YOUR ASSIGNMENT - Which of the lines below hold "drummer"? Please return each one.

MATERIAL FOR THIS TASK -

════════════════

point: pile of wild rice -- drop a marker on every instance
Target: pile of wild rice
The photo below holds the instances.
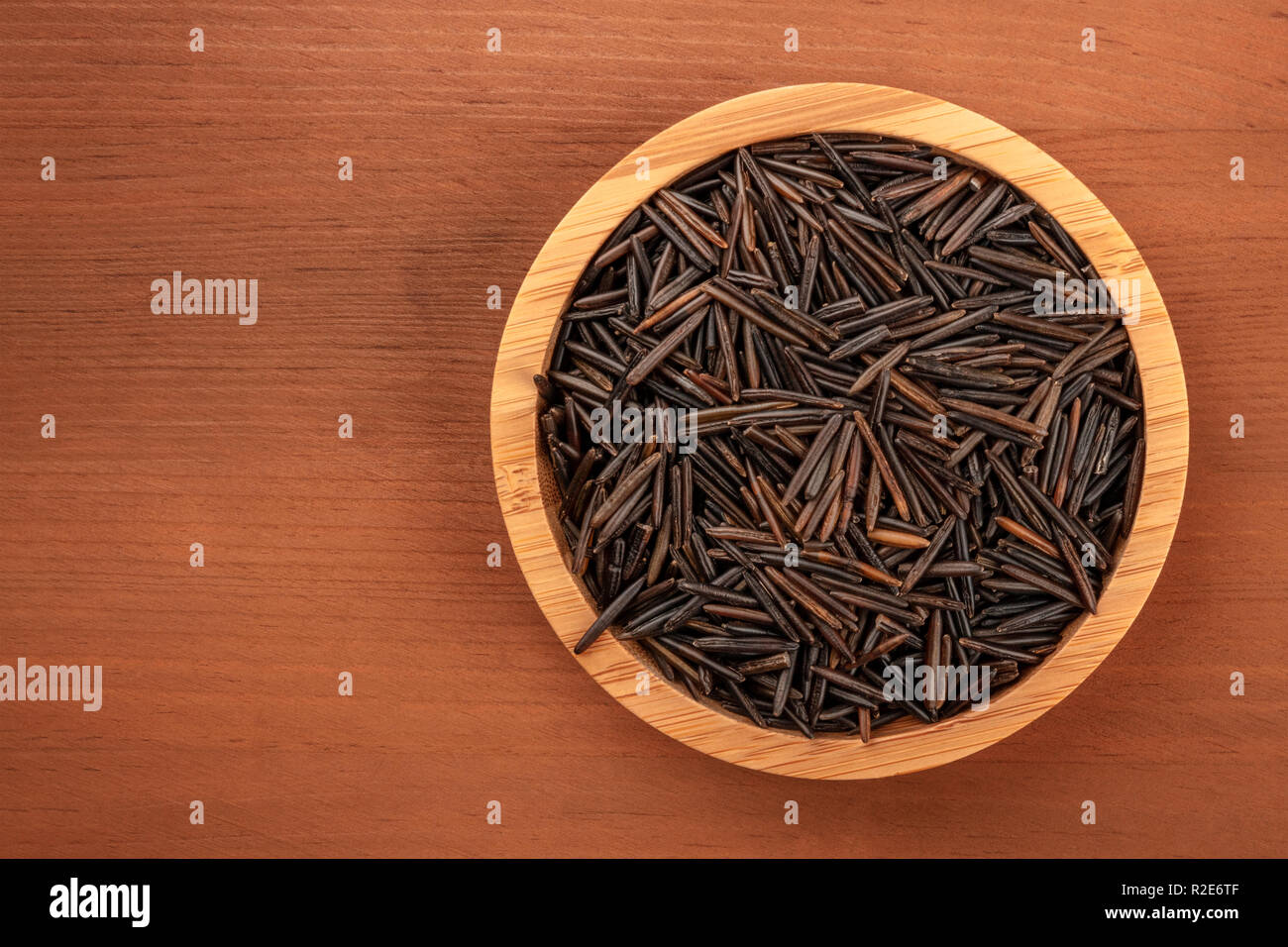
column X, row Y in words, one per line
column 912, row 455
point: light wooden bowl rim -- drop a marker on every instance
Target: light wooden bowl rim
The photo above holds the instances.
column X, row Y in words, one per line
column 778, row 114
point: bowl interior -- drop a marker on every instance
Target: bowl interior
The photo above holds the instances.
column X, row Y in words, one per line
column 528, row 344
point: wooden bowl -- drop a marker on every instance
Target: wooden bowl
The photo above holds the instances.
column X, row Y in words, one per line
column 527, row 488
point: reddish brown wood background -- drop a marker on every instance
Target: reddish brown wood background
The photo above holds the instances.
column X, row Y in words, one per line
column 369, row 554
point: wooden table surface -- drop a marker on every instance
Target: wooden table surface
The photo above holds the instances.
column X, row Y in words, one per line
column 370, row 554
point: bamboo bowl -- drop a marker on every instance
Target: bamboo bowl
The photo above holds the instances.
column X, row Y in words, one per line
column 528, row 492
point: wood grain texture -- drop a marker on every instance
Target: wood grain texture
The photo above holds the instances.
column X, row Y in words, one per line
column 529, row 497
column 369, row 554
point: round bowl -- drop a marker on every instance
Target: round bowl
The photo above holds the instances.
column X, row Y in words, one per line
column 528, row 492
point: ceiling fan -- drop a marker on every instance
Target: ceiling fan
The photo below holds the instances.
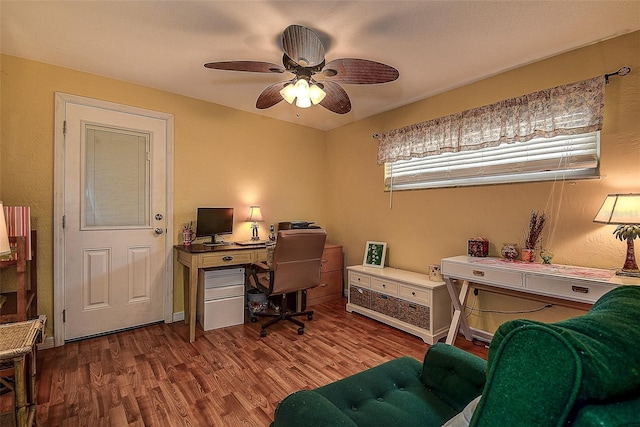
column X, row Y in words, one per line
column 314, row 81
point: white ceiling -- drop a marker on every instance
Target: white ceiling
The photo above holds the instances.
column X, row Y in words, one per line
column 435, row 45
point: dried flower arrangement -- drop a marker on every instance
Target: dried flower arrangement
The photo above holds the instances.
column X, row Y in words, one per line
column 534, row 236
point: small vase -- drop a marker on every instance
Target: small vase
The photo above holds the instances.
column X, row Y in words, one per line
column 528, row 255
column 509, row 251
column 546, row 256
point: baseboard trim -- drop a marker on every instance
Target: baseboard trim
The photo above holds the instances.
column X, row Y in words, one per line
column 482, row 335
column 47, row 343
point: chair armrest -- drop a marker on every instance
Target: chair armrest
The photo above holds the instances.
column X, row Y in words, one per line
column 254, row 280
column 455, row 375
column 311, row 409
column 261, row 266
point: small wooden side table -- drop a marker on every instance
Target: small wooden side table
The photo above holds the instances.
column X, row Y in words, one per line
column 17, row 352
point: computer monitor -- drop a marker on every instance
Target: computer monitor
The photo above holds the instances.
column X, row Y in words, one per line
column 211, row 222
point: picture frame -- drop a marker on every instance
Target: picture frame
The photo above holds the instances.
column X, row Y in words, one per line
column 375, row 254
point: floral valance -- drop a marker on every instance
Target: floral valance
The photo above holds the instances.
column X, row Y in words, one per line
column 564, row 110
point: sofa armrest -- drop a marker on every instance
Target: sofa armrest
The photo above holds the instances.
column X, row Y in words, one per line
column 533, row 381
column 455, row 375
column 308, row 408
column 620, row 413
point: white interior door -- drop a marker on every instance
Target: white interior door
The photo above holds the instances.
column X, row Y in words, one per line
column 114, row 232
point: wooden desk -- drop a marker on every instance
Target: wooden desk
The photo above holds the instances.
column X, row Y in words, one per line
column 565, row 285
column 196, row 257
column 17, row 347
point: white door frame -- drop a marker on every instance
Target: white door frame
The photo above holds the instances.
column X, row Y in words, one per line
column 61, row 101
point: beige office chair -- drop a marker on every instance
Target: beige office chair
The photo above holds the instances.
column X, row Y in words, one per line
column 296, row 266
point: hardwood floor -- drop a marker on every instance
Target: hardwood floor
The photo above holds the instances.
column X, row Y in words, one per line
column 152, row 376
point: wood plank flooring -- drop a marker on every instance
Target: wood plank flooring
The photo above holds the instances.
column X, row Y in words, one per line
column 152, row 376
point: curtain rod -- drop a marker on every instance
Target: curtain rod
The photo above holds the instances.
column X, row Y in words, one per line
column 622, row 71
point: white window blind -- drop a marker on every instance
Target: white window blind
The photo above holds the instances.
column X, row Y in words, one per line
column 540, row 159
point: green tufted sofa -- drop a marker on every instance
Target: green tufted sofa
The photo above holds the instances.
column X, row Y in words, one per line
column 584, row 371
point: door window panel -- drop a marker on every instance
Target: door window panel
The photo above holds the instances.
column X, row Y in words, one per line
column 116, row 178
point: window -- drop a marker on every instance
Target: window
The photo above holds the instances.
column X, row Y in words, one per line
column 540, row 159
column 535, row 137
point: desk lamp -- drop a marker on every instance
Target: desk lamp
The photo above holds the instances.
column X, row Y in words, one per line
column 5, row 248
column 255, row 216
column 623, row 210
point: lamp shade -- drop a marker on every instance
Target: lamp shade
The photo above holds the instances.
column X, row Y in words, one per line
column 619, row 209
column 254, row 214
column 4, row 235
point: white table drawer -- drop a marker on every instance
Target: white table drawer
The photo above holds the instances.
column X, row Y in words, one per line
column 482, row 274
column 384, row 286
column 359, row 280
column 575, row 289
column 414, row 294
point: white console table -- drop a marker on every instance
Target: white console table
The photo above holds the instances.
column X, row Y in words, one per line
column 571, row 286
column 403, row 299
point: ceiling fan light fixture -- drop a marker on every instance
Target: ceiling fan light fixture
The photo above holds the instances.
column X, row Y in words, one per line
column 288, row 93
column 302, row 94
column 316, row 94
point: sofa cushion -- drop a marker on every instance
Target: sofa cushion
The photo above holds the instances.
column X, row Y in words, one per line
column 543, row 374
column 602, row 339
column 388, row 394
column 454, row 375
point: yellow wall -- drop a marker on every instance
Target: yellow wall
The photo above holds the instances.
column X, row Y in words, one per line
column 223, row 157
column 332, row 177
column 424, row 226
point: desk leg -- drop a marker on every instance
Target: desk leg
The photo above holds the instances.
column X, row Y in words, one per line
column 20, row 391
column 190, row 304
column 458, row 320
column 190, row 282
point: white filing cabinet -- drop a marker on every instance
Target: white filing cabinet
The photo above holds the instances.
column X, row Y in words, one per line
column 220, row 297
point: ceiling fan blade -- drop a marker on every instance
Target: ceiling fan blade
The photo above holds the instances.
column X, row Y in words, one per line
column 303, row 45
column 337, row 99
column 359, row 71
column 270, row 96
column 250, row 66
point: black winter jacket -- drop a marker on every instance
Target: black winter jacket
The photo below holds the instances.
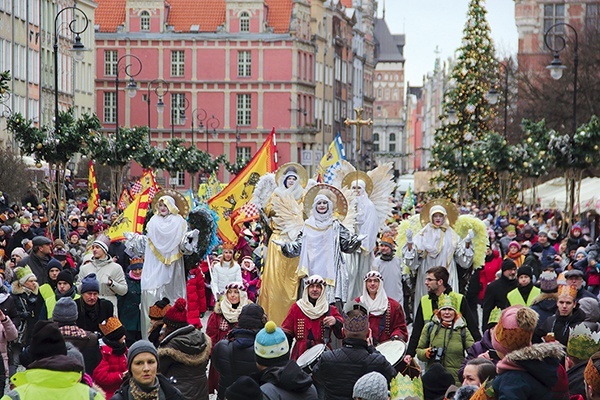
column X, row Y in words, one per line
column 233, row 357
column 338, row 370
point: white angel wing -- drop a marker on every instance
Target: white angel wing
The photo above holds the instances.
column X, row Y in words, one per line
column 340, row 172
column 383, row 187
column 288, row 215
column 264, row 189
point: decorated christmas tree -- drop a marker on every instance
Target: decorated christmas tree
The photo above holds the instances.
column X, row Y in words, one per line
column 459, row 154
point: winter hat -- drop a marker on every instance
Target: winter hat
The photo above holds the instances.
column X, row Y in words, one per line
column 112, row 329
column 22, row 274
column 159, row 309
column 176, row 316
column 525, row 270
column 46, row 341
column 515, row 329
column 138, row 347
column 103, row 242
column 65, row 276
column 271, row 346
column 65, row 310
column 508, row 264
column 251, row 317
column 548, row 282
column 90, row 284
column 372, row 386
column 244, row 388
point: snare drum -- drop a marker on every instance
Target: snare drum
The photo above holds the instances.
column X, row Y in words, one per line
column 393, row 351
column 309, row 358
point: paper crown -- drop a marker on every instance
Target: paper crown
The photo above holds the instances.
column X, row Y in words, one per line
column 567, row 290
column 446, row 301
column 583, row 342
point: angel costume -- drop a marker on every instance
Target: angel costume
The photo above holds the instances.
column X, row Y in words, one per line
column 164, row 272
column 320, row 246
column 436, row 246
column 279, row 288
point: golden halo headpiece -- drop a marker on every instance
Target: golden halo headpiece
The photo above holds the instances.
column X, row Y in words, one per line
column 299, row 169
column 451, row 211
column 341, row 204
column 358, row 175
column 180, row 201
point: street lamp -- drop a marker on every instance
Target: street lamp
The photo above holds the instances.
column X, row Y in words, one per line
column 556, row 67
column 161, row 89
column 493, row 96
column 78, row 48
column 131, row 87
column 201, row 115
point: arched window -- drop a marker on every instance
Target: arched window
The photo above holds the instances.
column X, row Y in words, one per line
column 244, row 22
column 145, row 21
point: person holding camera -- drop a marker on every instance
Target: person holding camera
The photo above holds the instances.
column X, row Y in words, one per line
column 445, row 338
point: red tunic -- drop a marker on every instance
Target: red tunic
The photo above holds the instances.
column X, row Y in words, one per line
column 298, row 325
column 389, row 324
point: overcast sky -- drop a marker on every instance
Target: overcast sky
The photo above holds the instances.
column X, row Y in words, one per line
column 431, row 23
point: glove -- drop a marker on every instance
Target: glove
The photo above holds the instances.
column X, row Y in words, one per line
column 470, row 236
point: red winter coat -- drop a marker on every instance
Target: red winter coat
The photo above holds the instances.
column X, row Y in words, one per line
column 109, row 373
column 196, row 293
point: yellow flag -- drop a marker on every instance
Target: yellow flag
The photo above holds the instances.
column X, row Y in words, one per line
column 239, row 191
column 132, row 219
column 93, row 200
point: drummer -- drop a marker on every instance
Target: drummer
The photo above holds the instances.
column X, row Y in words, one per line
column 386, row 318
column 311, row 320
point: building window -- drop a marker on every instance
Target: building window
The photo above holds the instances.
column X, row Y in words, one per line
column 376, row 142
column 553, row 14
column 110, row 62
column 178, row 108
column 243, row 153
column 244, row 110
column 244, row 22
column 392, row 143
column 110, row 107
column 177, row 62
column 244, row 63
column 145, row 21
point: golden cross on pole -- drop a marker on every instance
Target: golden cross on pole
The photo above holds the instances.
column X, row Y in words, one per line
column 359, row 123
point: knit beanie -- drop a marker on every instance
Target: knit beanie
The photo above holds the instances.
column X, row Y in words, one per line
column 65, row 310
column 112, row 329
column 244, row 388
column 271, row 346
column 515, row 329
column 525, row 270
column 46, row 341
column 90, row 284
column 372, row 386
column 251, row 317
column 548, row 282
column 65, row 276
column 141, row 346
column 176, row 316
column 508, row 264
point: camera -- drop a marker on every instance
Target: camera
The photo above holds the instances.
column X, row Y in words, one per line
column 437, row 353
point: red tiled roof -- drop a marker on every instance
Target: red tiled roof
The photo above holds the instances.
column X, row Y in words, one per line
column 110, row 14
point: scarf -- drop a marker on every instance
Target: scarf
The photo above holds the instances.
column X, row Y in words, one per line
column 139, row 392
column 230, row 312
column 318, row 309
column 377, row 306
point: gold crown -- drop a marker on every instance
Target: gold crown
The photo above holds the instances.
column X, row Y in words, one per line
column 567, row 290
column 583, row 342
column 110, row 325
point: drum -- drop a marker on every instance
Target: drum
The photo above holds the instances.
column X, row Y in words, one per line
column 309, row 358
column 393, row 351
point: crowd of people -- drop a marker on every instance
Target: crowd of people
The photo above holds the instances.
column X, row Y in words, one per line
column 306, row 305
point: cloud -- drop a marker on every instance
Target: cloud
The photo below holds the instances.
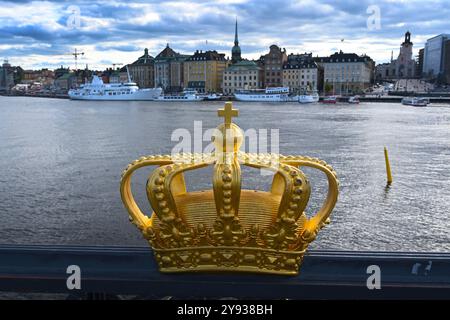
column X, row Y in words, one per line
column 112, row 30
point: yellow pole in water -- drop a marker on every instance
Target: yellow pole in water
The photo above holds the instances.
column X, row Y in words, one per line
column 388, row 167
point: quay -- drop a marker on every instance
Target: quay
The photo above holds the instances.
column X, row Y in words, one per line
column 343, row 99
column 133, row 271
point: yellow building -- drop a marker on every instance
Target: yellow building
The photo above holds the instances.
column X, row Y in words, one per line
column 203, row 71
column 301, row 73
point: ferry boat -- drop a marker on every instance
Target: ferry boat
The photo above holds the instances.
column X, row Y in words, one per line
column 212, row 96
column 308, row 98
column 330, row 100
column 275, row 94
column 186, row 95
column 415, row 101
column 97, row 90
column 353, row 100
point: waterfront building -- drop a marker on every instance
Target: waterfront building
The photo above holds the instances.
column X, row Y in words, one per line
column 169, row 73
column 60, row 71
column 119, row 76
column 9, row 76
column 45, row 77
column 347, row 73
column 436, row 58
column 301, row 73
column 244, row 74
column 142, row 71
column 236, row 50
column 203, row 71
column 273, row 66
column 404, row 67
column 419, row 69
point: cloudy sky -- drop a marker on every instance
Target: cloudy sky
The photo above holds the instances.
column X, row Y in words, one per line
column 37, row 34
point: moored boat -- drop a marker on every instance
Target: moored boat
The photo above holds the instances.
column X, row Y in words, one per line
column 415, row 101
column 308, row 98
column 97, row 90
column 354, row 100
column 212, row 96
column 330, row 100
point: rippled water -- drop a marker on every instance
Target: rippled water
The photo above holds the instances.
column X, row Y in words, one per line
column 60, row 166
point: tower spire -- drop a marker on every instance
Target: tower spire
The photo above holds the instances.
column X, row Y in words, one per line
column 236, row 41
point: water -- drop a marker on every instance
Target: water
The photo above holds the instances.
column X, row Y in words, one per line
column 60, row 166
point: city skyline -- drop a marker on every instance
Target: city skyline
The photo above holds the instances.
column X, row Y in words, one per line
column 43, row 33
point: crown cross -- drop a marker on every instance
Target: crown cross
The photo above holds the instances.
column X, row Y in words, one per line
column 228, row 113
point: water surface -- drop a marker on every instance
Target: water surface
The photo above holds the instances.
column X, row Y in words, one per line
column 61, row 160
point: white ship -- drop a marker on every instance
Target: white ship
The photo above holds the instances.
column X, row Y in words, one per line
column 186, row 95
column 415, row 101
column 276, row 94
column 308, row 98
column 97, row 90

════════════════

ANSWER BOX -
point: drummer -- drop a marker on every instance
Target: drummer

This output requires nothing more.